* Tarea del ejercicio 1 *
Reescribe el texto sobre José Leandro Andrade desde "José Leandro Andrade, la" hasta "hasta el final.", cambiando "la Celeste" por "la selección uruguaya".
* Tarea del ejercicio 2 *
Según el texto sobre José Leandro Andrade, ¿en qué lugar murió el jugador?
* Tarea del ejercicio 3 *
Prolonga el texto sobre José Leandro Andrade a partir de su última oración.

* Extracto del documento *
• • • •

Triple campeón mundial con Uruguay, en Colombes se convirtió en la primera superestrella del fútbol

José Leandro Andrade, la primera superestrella del fútbol mundial, fue el jugador más admirado por el público en un equipo uruguayo que asombró en Colombes 1924. Tricampeón mundial con la Celeste, después conoció un rápido declive y el olvido hasta su temprana muerte en el asilo Piñeiro del Campo.

La admiración que despertó en Colombes lo convirtió en el rey de París, la “maravilla negra” en la ciudad que entonces era la capital del mundo. Conquistó a damas ricas, pero en alguno de esos lechos contrajo la sífilis que sería su indeseable compañía hasta el final.

En la cancha se consagró como un half, sobre todo por la derecha, elegante, firme para defender y hábil para atacar, cuando esto no era un cometido habitual para su puesto. Se cuenta que tenía una especialidad: una especie de tijera de gran plasticidad para despejar la pelota al ras del suelo y con gran limpieza. De esa forma evitó un gol de Italia casi sobre la línea de gol en la semifinal de Amsterdam. Fue tan extrema su acción que la información que llegaba por telégrafo desde Holanda llegó a cantar el gol.

Todo eso lo convirtió en un divo, acentuando una difícil personalidad, entre la arrogancia y la desidia, aunque al mismo tiempo no olvidaba sus raíces: era tradicional que saliera con su tamboril en cada carnaval.

• • • •

* Extractos de filas *
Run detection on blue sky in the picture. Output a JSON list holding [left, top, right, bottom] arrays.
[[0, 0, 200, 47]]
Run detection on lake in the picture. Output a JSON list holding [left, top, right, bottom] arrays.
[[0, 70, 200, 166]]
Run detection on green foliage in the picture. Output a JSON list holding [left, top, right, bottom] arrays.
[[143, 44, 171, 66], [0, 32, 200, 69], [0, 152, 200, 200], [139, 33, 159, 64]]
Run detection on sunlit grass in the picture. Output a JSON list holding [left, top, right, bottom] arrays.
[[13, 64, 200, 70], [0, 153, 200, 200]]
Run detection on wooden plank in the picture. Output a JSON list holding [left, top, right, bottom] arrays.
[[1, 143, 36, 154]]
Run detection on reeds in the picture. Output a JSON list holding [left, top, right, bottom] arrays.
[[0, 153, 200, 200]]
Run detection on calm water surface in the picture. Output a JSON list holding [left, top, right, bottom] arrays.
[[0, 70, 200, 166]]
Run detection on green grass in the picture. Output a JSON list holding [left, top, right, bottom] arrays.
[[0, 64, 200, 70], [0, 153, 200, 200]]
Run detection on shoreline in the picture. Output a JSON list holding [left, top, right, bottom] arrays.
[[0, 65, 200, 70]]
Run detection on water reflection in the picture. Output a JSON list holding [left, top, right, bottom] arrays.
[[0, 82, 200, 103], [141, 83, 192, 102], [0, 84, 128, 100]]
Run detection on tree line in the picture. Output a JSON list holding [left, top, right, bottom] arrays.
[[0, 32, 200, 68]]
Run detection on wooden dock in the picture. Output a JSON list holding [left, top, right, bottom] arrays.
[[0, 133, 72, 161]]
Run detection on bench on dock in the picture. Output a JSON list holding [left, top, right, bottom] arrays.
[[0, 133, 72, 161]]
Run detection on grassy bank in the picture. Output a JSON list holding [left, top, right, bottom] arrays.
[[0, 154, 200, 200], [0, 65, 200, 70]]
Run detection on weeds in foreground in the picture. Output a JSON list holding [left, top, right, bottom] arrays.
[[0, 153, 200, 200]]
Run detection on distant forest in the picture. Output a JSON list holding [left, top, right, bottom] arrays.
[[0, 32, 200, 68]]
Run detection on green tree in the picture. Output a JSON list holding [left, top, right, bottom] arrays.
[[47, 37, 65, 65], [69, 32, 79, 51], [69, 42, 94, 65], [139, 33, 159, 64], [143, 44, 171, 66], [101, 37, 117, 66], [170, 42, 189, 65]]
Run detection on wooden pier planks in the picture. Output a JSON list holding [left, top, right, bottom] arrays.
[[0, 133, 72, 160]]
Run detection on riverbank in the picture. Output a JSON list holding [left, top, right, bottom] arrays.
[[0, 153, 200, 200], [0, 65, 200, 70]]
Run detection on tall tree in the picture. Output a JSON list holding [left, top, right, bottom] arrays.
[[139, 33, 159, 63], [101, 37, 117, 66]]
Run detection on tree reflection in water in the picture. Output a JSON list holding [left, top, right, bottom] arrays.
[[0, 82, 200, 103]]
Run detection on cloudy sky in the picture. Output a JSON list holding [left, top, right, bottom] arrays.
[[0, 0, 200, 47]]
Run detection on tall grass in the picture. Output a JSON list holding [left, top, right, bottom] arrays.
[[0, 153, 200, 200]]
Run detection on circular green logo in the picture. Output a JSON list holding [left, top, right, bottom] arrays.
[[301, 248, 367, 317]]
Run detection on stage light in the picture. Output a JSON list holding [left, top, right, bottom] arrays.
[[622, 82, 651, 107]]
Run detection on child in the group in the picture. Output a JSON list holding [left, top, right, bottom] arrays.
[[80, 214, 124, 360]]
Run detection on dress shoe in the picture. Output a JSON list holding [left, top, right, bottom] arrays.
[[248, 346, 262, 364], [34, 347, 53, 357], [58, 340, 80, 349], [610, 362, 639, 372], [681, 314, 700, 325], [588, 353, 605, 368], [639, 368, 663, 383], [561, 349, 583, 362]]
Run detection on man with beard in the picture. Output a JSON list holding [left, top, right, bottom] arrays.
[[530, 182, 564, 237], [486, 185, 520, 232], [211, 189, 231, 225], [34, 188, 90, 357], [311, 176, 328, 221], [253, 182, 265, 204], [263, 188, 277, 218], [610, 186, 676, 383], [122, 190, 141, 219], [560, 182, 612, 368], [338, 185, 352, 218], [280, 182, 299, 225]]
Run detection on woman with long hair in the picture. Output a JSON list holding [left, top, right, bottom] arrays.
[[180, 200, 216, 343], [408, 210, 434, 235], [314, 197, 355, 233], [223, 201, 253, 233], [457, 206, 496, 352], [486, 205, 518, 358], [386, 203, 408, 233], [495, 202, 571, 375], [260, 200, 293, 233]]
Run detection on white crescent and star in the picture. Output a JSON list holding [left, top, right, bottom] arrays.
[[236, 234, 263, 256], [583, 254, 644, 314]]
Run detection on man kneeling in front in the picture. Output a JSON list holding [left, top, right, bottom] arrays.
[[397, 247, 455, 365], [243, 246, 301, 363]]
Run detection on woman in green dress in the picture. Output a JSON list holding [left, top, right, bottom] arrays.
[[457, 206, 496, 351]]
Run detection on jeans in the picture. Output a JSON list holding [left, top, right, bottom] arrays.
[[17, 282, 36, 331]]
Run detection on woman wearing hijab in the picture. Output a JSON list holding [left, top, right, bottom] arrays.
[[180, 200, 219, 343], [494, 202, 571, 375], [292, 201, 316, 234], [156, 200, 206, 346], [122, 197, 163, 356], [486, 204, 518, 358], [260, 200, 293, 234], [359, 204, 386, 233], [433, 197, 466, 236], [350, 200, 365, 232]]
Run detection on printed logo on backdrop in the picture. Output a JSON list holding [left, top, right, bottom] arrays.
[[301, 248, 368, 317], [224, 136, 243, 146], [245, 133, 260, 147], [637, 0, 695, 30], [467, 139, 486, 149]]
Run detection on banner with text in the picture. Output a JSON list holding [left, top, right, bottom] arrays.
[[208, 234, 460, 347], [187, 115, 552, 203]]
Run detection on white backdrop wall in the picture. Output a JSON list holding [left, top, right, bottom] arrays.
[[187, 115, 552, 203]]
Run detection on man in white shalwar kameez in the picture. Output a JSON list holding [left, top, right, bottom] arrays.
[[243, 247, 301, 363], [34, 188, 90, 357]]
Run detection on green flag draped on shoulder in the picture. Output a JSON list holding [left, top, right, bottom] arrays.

• • • •

* Respuesta escrita 1 *
José Leandro Andrade, la primera superestrella del fútbol mundial, fue el jugador más admirado por el público en un equipo uruguayo que asombró en Colombes 1924. Tricampeón mundial con la selección uruguaya, después conoció un rápido declive y el olvido hasta su temprana muerte en el asilo Piñeiro del Campo.

La admiración que despertó en Colombes lo convirtió en el rey de París, la “maravilla negra” en la ciudad que entonces era la capital del mundo. Conquistó a damas ricas, pero en alguno de esos lechos contrajo la sífilis que sería su indeseable compañía hasta el final.

* Respuesta escrita 2 *
En el asilo Piñeiro del Campo.

* Respuesta escrita 3 *
Su ficha dice: nació en Salto en 1901 y falleció en Montevideo en 1957. Comenzó en las inferiores de Peñarol, después pasó por Misiones y Reformers y llegó a la Selección como puntal de Bella Vista. Logró el oro olímpico en París en 1924, tras lo cual pasó a Nacional. Nuevamente campeón olímpico en Amsterdam 1928, dos años más tarde estuvo entre los primeros ganadores de la Copa del Mundo. Además, fue campeón sudamericano en 1923 y 1926. Volvió a Peñarol y fue campeón uruguayo 1932, al iniciarse el profesionalismo. Luego se fue a Argentina y defendió a Atlanta y la fusión Lanús-Talleres. De regreso defendió a Wanderers y Bella Vista de nuevo.

El periodista Franklin Morales investigó su vida para escribir el libro Andrade, el rey negro de París. Y entre sus hallazgos, uno muy sorprendente: su padre afirmó tener 97 años de edad cuando lo anotó, el 3 de octubre de 1901 en el Juzgado de Paz de la primera sección de Salto. José Ignacio Andrade se declaraba brasileño, aunque todo hacía indicar que había nacido en algún punto del África, desde donde llegó a América como esclavo a comienzos del siglo XIX. Además, era “experto” en hechizos y se supone que dedicó uno al menor de sus cuatro hijos, José Leandro.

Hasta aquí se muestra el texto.